* TASK BRIEF:
The records below must be written out exactly, with every picture left behind.

[Start]

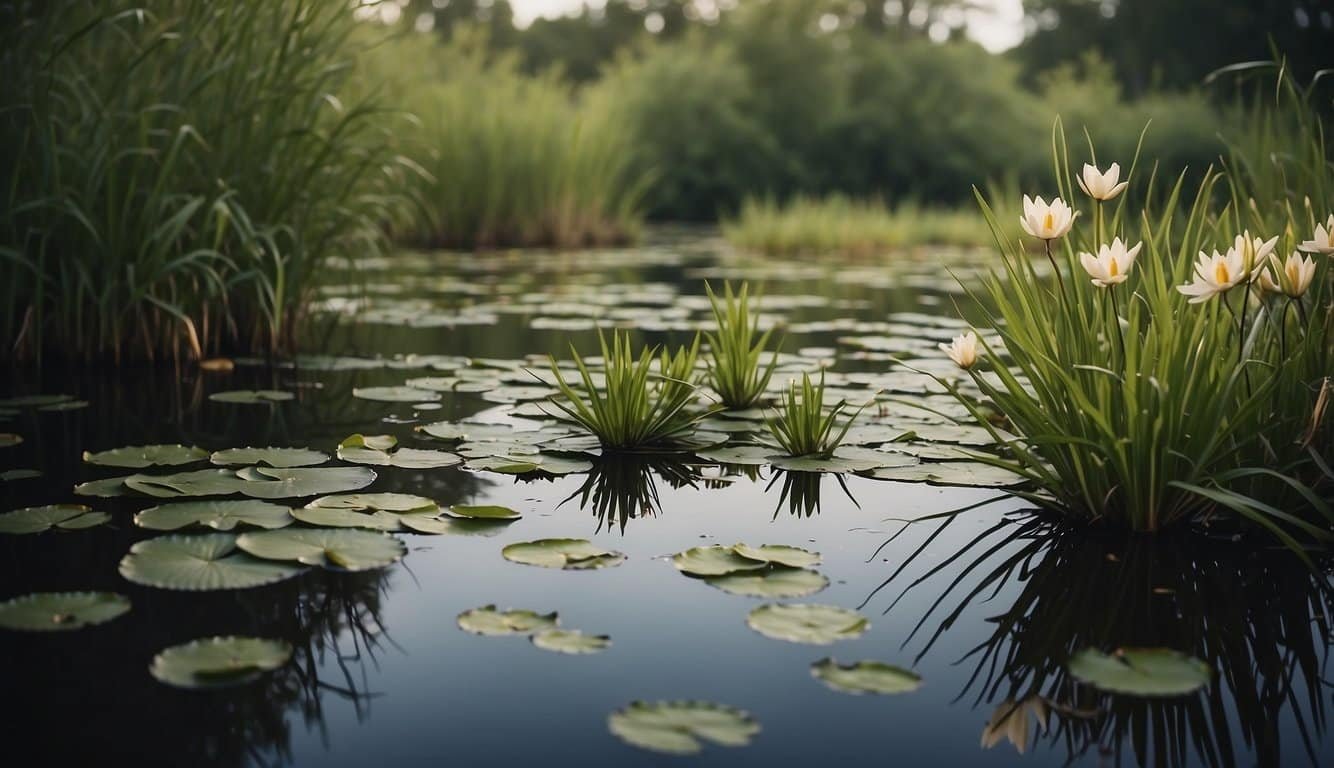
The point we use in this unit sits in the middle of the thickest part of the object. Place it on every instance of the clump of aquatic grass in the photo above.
(1163, 388)
(635, 407)
(843, 226)
(735, 350)
(178, 174)
(805, 427)
(508, 159)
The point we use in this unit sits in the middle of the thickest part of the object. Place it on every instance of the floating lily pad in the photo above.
(802, 623)
(681, 727)
(1141, 671)
(490, 622)
(140, 456)
(570, 642)
(779, 555)
(199, 563)
(865, 678)
(219, 662)
(714, 560)
(336, 550)
(252, 396)
(56, 611)
(483, 512)
(218, 515)
(395, 394)
(38, 519)
(771, 583)
(567, 554)
(282, 458)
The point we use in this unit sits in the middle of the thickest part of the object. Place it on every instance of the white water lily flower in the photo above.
(1010, 722)
(1214, 275)
(1101, 186)
(1254, 252)
(963, 350)
(1043, 220)
(1294, 275)
(1113, 263)
(1323, 240)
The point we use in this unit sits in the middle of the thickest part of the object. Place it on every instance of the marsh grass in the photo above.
(1141, 410)
(178, 174)
(803, 426)
(506, 159)
(735, 350)
(843, 226)
(636, 408)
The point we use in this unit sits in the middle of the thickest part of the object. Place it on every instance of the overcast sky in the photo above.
(997, 24)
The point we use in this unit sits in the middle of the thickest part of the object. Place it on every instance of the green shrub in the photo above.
(178, 174)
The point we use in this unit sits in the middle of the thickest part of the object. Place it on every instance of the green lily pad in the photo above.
(280, 458)
(199, 563)
(806, 623)
(140, 456)
(1141, 671)
(332, 548)
(490, 622)
(682, 727)
(771, 583)
(395, 394)
(56, 611)
(483, 512)
(252, 396)
(216, 515)
(219, 662)
(779, 555)
(714, 560)
(567, 554)
(303, 482)
(865, 678)
(570, 642)
(38, 519)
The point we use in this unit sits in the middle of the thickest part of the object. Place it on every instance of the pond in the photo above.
(983, 608)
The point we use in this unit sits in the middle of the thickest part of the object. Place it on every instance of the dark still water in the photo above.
(986, 608)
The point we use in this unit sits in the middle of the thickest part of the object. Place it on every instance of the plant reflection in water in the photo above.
(1223, 602)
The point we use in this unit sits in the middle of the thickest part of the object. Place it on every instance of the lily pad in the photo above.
(38, 519)
(140, 456)
(490, 622)
(218, 515)
(219, 662)
(332, 548)
(395, 394)
(779, 555)
(55, 611)
(806, 623)
(771, 583)
(199, 563)
(1141, 671)
(567, 554)
(570, 642)
(865, 678)
(714, 560)
(682, 727)
(483, 512)
(282, 458)
(252, 396)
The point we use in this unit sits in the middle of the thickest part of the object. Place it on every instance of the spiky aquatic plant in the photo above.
(635, 408)
(734, 352)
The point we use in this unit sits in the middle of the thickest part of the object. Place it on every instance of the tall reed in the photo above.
(179, 172)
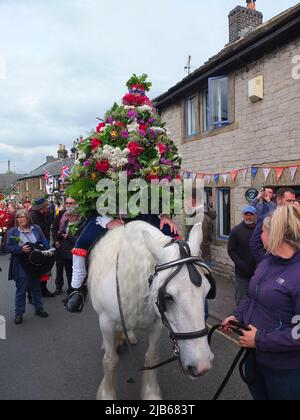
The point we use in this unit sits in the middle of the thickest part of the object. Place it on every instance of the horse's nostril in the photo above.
(193, 371)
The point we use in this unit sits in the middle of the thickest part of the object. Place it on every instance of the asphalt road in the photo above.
(60, 358)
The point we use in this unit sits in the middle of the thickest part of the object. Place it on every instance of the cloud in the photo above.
(64, 62)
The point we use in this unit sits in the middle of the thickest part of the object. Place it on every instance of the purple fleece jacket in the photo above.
(272, 303)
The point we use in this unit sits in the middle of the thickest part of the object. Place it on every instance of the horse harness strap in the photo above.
(196, 279)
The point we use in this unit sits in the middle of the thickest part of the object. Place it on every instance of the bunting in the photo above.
(293, 171)
(233, 175)
(225, 178)
(217, 178)
(254, 172)
(279, 172)
(266, 172)
(245, 173)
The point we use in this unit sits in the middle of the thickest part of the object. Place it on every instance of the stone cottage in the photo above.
(236, 119)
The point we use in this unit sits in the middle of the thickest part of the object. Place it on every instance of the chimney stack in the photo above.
(243, 20)
(62, 152)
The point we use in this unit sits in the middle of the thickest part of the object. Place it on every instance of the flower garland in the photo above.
(131, 138)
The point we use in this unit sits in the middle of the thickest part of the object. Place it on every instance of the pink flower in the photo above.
(100, 126)
(162, 148)
(103, 166)
(135, 149)
(95, 143)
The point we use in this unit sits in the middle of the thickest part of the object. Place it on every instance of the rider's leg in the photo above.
(79, 271)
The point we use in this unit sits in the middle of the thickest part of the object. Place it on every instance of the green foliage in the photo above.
(142, 80)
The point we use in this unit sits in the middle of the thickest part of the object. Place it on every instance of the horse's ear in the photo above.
(195, 239)
(156, 245)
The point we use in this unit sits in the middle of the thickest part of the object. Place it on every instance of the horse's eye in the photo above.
(168, 297)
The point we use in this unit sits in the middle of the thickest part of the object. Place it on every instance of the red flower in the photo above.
(134, 100)
(153, 178)
(103, 166)
(162, 148)
(142, 87)
(95, 143)
(143, 127)
(120, 124)
(101, 125)
(135, 149)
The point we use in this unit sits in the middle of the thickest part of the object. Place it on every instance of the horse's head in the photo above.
(182, 301)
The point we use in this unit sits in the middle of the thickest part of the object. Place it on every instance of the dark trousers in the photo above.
(273, 384)
(24, 283)
(60, 267)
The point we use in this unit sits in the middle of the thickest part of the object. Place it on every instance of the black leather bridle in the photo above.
(196, 278)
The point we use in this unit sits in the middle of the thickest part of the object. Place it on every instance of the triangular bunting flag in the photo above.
(266, 172)
(225, 178)
(245, 173)
(208, 178)
(279, 171)
(293, 172)
(254, 172)
(200, 176)
(233, 175)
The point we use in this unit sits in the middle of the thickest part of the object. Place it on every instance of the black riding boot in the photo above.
(45, 291)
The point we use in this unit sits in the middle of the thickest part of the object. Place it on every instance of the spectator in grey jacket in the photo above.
(240, 253)
(265, 202)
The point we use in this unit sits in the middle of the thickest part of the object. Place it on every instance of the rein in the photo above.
(196, 279)
(241, 359)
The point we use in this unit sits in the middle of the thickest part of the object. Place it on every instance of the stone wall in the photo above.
(266, 133)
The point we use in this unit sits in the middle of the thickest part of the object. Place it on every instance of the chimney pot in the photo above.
(243, 20)
(251, 4)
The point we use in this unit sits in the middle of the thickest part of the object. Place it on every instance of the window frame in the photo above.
(186, 118)
(220, 193)
(219, 124)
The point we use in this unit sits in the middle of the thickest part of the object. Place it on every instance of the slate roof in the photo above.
(8, 180)
(54, 168)
(266, 37)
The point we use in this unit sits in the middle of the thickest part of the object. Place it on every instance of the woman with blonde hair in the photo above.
(18, 244)
(272, 310)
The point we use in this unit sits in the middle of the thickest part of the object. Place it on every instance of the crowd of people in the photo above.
(264, 247)
(29, 225)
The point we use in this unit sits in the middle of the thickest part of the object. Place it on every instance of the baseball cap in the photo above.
(249, 209)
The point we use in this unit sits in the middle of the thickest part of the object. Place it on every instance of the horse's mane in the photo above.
(136, 264)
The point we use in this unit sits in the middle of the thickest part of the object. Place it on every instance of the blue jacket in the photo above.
(272, 303)
(16, 270)
(257, 247)
(263, 208)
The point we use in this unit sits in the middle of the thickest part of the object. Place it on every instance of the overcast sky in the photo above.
(64, 62)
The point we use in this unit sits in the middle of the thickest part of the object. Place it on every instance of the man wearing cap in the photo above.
(240, 253)
(39, 213)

[End]

* RESPONSE BELOW:
The point we use in this unit sits in the middle of the thickest part of the object. Place it on every instance of the clump of aquatic grass in the photo above.
(1163, 388)
(635, 407)
(843, 226)
(735, 350)
(178, 174)
(805, 427)
(508, 159)
The point we use in this unit sits in the middle of the thickest part of the object. Place it on every instance of the floating lily pad in the photo above.
(802, 623)
(681, 727)
(1141, 671)
(490, 622)
(140, 456)
(570, 642)
(779, 555)
(199, 563)
(865, 678)
(219, 662)
(714, 560)
(336, 550)
(252, 396)
(56, 611)
(483, 512)
(218, 515)
(395, 394)
(38, 519)
(771, 583)
(567, 554)
(282, 458)
The point we use in this unit sits in the middle of the thickest part of the object. Place it on every instance of the white water lily flower in the photo above.
(1010, 722)
(1214, 275)
(1101, 186)
(1254, 252)
(963, 350)
(1043, 220)
(1294, 275)
(1113, 263)
(1323, 240)
The point we use in this unit sits in the middle of the thickest part of the object. Place it on every instance of the marsh grass in the photo above.
(1141, 410)
(178, 174)
(803, 426)
(506, 159)
(735, 350)
(843, 226)
(636, 408)
The point we use in this unit sits in the middle of the thickest part of the object. Place it on every instance of the overcast sky in the photo above.
(997, 24)
The point we use in this unit sits in the middle of the thickest part of the object. Place it on every instance of the green shrub in the photo above.
(178, 174)
The point we use in this unit sits in the middle of the thickest part of the object. Place it on every instance of the green lily pad in the photo above.
(280, 458)
(199, 563)
(806, 623)
(140, 456)
(1141, 671)
(332, 548)
(490, 622)
(682, 727)
(771, 583)
(395, 394)
(56, 611)
(483, 512)
(252, 396)
(216, 515)
(219, 662)
(779, 555)
(714, 560)
(567, 554)
(303, 482)
(865, 678)
(570, 642)
(38, 519)
The point we use in this unit sits in the middle of the thickest part of the object. Place it on every instance of the pond in the photo above.
(983, 608)
The point we use in this unit sits in the middle of the thickest part of the object. Place it on every instance of the dark still water in the photo above.
(986, 608)
The point we use in this unit sits in the middle of the thickest part of the object. Place it on every instance of the plant reflection in water in the photo above.
(1223, 602)
The point we use in this unit sits in the middle of the thickest part of the object. Place it on every instance of the lily pad in the photo above.
(38, 519)
(140, 456)
(490, 622)
(218, 515)
(219, 662)
(332, 548)
(395, 394)
(779, 555)
(55, 611)
(806, 623)
(771, 583)
(199, 563)
(1141, 671)
(567, 554)
(570, 642)
(865, 678)
(714, 560)
(682, 727)
(483, 512)
(282, 458)
(252, 396)
The point we use in this unit sits in the middle of the thickest part of the object. Place it on every instance of the spiky aquatic plant in the photo above.
(635, 408)
(734, 352)
The point we use in this unit sits in the middle of the thickest part of the object. Place it on every instance of the tall reed in the photo above.
(179, 172)
The point we use in this unit sits in the middle of the thickest part of the object. Place it on every instance of the horse's nostril in the photo above.
(193, 371)
The point we use in this unit sits in the middle of the thickest part of the object. Place it on every instance of the asphalt road in the photo above.
(60, 358)
The point we use in this unit sits in the middle of the thickest part of the object. Place it on every instance of the cloud in the photo above.
(64, 62)
The point we use in this unit sits in the middle of the thickest part of the object. Place it on every instance of the purple fleece jacket in the photo above.
(272, 303)
The point we use in this unit sits in the middle of the thickest part of the object. Place it on every instance of the horse harness strap in the photo above.
(196, 279)
The point we use in this unit sits in the middle of the thickest part of the object. Place it on every instance of the bunting in the photo above.
(293, 171)
(233, 175)
(225, 178)
(217, 178)
(254, 172)
(279, 172)
(266, 172)
(245, 173)
The point we use in this unit sits in the middle of the thickest part of the object. Place it on every instance of the stone cottage in the photo above.
(236, 119)
The point we use in this unit sits in the middle of the thickest part of the object. Place it on every instance of the chimney stack in the photo above.
(243, 20)
(62, 152)
The point we use in this unit sits in the middle of the thickest part of the object. Place it on every instance of the flower garland in the photo above.
(131, 138)
The point we use in this unit sits in the middle of the thickest part of the object. Place it on every instance of the pink flower in the photo above.
(100, 126)
(162, 148)
(103, 166)
(135, 149)
(95, 143)
The point we use in this unit sits in the middle of the thickest part of the object. Place it on every instance of the rider's leg in the photo above.
(79, 271)
The point we use in this unit sits in the middle of the thickest part of the object. Place it on every instance of the green foliage in the photo above.
(142, 80)
The point we use in this unit sits in the middle of the thickest part of the object. Place it on every instance of the horse's ear in the photo above.
(195, 239)
(156, 245)
The point we use in this unit sits in the middle of the thickest part of the object. Place it on every instance of the horse's eye in the photo above.
(168, 297)
The point we use in this unit sits in the middle of the thickest part of the object. Place it on every instance of the red flower in the photo above.
(134, 100)
(153, 178)
(103, 166)
(162, 148)
(142, 87)
(95, 143)
(143, 127)
(120, 124)
(101, 125)
(135, 149)
The point we use in this unit sits in the middle of the thickest part of the object. Place it on every instance of the horse's head in the photo above.
(182, 301)
The point we use in this unit sits in the middle of the thickest part of the object. Place it on every instance of the dark trousers in the photo above.
(273, 384)
(24, 283)
(60, 267)
The point we use in this unit sits in the middle of the thickest part of the object. Place it on every instance of the black leather bridle in the photo above.
(196, 278)
The point we use in this unit sits in the middle of the thickest part of the object. Place it on every instance of the triangular bunting flag in the photo above.
(266, 172)
(225, 178)
(245, 173)
(208, 178)
(279, 171)
(293, 172)
(254, 172)
(200, 176)
(233, 175)
The point we use in this unit sits in the middle of the thickest part of the object. Place it on every instance of the black riding boot in the photo above.
(45, 291)
The point we use in this unit sits in the middle of the thickest part of the object. Place it on every instance of the spectator in grey jacket in the photo above.
(240, 253)
(265, 202)
The point we use in this unit sits in the middle of the thickest part of the object. Place it on every instance of the rein in the photo above.
(196, 279)
(241, 359)
The point we use in this unit sits in the middle of the thickest part of the object. Place it on every instance of the stone wall in the photo above.
(266, 133)
The point we use in this unit sits in the middle of the thickest part of the object. Place it on every instance of the chimney pot in the photo above.
(243, 20)
(251, 4)
The point we use in this unit sits in the middle of the thickest part of the object. Place it on every instance of the window frame in the photo above.
(186, 118)
(220, 193)
(219, 124)
The point we use in this unit sits in the middle of the thickest part of the object. Place it on every instance of the slate roof in the photo above.
(8, 180)
(54, 168)
(266, 37)
The point we use in this unit sits in the middle of the thickest part of the object. Place it on every instance of the woman with blonde hair in the photo above.
(18, 244)
(272, 310)
The point we use in this unit sits in the middle of the thickest part of the object. Place it on every instance of the crowd of people in the photo above.
(264, 247)
(29, 225)
The point we use in this unit sits in the middle of the thickest part of the object. Place it on every instance of the baseball cap in the photo above.
(249, 209)
The point we use in this unit sits in the middle of the thickest part of the object. Place it on every instance of the horse's mane in the photo above.
(136, 264)
The point we use in this unit sits in the middle of the thickest part of the object. Place it on every instance of the blue jacket in the photo above.
(272, 303)
(16, 270)
(257, 247)
(263, 208)
The point we use in this unit sits in the middle of the thickest part of the object. Place it on every instance of the overcast sky in the photo above.
(64, 62)
The point we use in this unit sits in the middle of the thickest part of the object. Place it on every instance of the man wearing cap in the photo above.
(240, 253)
(39, 213)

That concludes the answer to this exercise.